_Stated problem_
Exactly reproduce the line containing "Exercise. Put one point on each instance of the sheep's head" together with every line after it, through the end of the entries, and give nothing more.

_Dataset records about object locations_
┌──
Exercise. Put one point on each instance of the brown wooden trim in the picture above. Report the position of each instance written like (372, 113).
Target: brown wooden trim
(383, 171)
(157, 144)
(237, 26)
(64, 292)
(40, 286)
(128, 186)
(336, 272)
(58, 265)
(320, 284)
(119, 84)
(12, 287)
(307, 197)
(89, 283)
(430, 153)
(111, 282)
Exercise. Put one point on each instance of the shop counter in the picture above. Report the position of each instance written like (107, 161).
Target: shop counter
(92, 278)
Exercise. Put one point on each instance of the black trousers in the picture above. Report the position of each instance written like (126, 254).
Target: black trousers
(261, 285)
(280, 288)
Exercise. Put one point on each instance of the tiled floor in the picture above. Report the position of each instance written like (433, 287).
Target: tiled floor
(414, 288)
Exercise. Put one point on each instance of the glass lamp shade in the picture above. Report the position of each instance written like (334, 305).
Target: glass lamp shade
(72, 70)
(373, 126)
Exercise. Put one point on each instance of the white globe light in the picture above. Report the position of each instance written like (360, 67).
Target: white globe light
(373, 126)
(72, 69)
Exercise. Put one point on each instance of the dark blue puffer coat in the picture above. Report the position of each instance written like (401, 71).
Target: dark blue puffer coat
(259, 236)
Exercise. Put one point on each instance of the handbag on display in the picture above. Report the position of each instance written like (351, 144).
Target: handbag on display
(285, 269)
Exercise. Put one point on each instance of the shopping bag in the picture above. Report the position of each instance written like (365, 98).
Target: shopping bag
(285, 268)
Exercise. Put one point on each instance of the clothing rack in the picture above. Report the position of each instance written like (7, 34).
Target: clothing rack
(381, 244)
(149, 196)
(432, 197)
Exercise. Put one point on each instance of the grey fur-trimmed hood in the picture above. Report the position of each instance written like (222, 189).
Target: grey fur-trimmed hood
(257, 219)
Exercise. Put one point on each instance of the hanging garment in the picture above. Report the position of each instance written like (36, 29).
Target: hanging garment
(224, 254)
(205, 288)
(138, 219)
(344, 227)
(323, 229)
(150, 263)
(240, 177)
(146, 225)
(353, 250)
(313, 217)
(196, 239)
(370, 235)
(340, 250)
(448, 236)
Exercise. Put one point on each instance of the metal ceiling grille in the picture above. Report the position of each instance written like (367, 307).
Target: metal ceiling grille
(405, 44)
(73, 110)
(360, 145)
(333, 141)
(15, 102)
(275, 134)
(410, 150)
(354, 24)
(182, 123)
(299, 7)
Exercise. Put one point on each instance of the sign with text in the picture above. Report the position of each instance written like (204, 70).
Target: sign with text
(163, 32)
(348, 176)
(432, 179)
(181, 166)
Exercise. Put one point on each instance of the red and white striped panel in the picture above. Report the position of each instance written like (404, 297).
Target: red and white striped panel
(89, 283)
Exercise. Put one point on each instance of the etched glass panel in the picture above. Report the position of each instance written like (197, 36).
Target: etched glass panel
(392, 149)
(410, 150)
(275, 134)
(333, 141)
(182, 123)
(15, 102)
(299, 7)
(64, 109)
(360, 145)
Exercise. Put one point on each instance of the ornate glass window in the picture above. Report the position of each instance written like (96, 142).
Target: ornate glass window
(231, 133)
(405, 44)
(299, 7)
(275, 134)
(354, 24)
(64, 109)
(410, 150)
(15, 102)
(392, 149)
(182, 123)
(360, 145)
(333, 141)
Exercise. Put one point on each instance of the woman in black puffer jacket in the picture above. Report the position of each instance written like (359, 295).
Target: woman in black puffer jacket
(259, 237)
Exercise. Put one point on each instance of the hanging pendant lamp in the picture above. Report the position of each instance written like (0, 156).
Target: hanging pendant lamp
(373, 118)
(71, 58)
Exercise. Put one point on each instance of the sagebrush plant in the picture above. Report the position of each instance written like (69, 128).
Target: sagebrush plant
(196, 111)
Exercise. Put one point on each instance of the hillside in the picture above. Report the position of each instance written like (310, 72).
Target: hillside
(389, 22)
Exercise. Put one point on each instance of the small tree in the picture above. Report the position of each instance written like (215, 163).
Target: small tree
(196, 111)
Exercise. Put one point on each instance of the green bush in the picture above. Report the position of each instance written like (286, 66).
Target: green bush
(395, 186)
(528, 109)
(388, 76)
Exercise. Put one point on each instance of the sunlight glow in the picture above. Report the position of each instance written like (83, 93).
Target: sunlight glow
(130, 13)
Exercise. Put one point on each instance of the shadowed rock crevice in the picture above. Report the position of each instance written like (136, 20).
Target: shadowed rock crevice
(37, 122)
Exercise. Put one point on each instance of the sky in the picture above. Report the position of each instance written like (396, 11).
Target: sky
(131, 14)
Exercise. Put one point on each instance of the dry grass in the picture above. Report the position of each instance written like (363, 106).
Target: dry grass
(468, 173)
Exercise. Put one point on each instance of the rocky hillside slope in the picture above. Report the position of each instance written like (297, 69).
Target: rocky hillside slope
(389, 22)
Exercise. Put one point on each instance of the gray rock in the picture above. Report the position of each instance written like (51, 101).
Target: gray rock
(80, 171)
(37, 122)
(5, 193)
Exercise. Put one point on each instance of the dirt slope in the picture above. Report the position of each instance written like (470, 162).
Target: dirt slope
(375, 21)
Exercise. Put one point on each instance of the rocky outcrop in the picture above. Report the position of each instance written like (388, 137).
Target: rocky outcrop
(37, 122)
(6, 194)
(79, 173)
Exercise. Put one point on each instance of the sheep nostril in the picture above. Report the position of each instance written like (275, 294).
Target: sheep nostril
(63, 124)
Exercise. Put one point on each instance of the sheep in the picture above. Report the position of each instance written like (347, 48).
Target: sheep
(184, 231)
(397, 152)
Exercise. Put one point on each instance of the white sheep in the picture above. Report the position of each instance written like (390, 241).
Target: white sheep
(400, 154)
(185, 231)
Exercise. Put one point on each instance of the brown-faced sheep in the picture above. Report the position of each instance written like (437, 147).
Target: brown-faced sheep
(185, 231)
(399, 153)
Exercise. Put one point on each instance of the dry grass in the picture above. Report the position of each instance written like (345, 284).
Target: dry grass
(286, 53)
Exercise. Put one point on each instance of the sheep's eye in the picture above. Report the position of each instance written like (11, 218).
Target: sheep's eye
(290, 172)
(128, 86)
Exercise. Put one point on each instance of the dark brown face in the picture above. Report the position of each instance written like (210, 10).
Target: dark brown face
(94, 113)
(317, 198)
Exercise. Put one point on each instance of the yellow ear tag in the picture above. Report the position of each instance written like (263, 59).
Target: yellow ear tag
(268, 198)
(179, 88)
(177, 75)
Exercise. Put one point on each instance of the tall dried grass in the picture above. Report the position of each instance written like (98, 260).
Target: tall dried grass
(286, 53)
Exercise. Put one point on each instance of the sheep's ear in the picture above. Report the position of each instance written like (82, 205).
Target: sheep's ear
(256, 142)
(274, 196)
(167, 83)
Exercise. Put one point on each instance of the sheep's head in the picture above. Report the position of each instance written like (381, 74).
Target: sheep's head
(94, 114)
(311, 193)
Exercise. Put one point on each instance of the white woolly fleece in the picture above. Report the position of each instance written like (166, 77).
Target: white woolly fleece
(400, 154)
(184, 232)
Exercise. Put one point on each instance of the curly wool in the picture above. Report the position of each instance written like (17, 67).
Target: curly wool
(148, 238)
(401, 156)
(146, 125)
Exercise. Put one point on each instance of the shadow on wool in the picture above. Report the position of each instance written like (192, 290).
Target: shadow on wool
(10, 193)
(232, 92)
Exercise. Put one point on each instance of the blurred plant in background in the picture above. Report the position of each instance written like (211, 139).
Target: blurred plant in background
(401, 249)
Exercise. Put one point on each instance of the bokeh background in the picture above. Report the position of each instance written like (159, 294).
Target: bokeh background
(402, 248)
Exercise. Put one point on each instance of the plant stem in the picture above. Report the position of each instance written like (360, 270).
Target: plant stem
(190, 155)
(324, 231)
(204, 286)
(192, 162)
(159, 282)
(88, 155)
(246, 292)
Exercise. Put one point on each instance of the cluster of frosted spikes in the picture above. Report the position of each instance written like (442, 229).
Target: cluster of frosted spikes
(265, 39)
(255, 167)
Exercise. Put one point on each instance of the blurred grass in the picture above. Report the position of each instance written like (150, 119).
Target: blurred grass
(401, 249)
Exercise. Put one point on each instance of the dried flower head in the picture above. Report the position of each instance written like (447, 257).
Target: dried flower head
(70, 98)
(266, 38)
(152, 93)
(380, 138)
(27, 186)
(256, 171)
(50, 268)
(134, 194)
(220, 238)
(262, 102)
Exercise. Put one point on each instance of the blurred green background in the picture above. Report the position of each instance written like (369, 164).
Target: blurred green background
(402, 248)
└──
_Written solution_
Exercise. Put one point on each instance of the sheep's head in the picture above. Report the position of each instance written like (381, 74).
Target: sheep's head
(94, 114)
(311, 193)
Exercise. Put one point on each instance of the white woolly fleece in the picture above. Report the position of each instance written like (166, 77).
Target: white woolly fleece
(400, 154)
(184, 232)
Exercise. Put one point on each instance of the curly wool in the picture above. Report the position of each instance written like (17, 67).
Target: curly wool
(148, 238)
(401, 156)
(146, 125)
Exercise. Put one point on each instance of the shadow on wool in the picture above. Report the position of each instance written like (192, 290).
Target: shadow on wool
(10, 193)
(232, 92)
Exercise. Put one point on each instance of the blurred plant in background in the picture above. Report the position of each instance written like (211, 139).
Target: blurred plant in background
(401, 249)
Exercise. Put one point on each instance of the bokeh background in the picture above. Report the position of each instance written like (159, 294).
Target: bokeh background
(402, 248)
Exercise. Put one point on each instance of the plant stem in the picture above. Report the position of each instance written like (360, 270).
Target: plant stem
(190, 155)
(324, 231)
(204, 286)
(192, 162)
(159, 282)
(88, 155)
(246, 292)
Exercise. Put one point on each instance of the cluster of frosted spikes in the picture above. Report the position of each instance written like (442, 229).
Target: cluster of frosted spikes
(265, 39)
(255, 167)
Exercise. Put one point on each instance of the blurred grass in the picture above. Report the position of each instance written like (150, 119).
Target: blurred grass
(401, 249)
Exercise. Put one point on each instance of the dried flower head in the picture above. Report the position of each instance written like (447, 257).
Target: dried flower head
(70, 98)
(266, 38)
(152, 93)
(380, 138)
(27, 186)
(256, 171)
(50, 268)
(134, 194)
(220, 238)
(262, 102)
Exercise. Put one point on each instance of the blurred green background in the picture above. Report the position of each instance written like (369, 164).
Target: blurred green background
(402, 248)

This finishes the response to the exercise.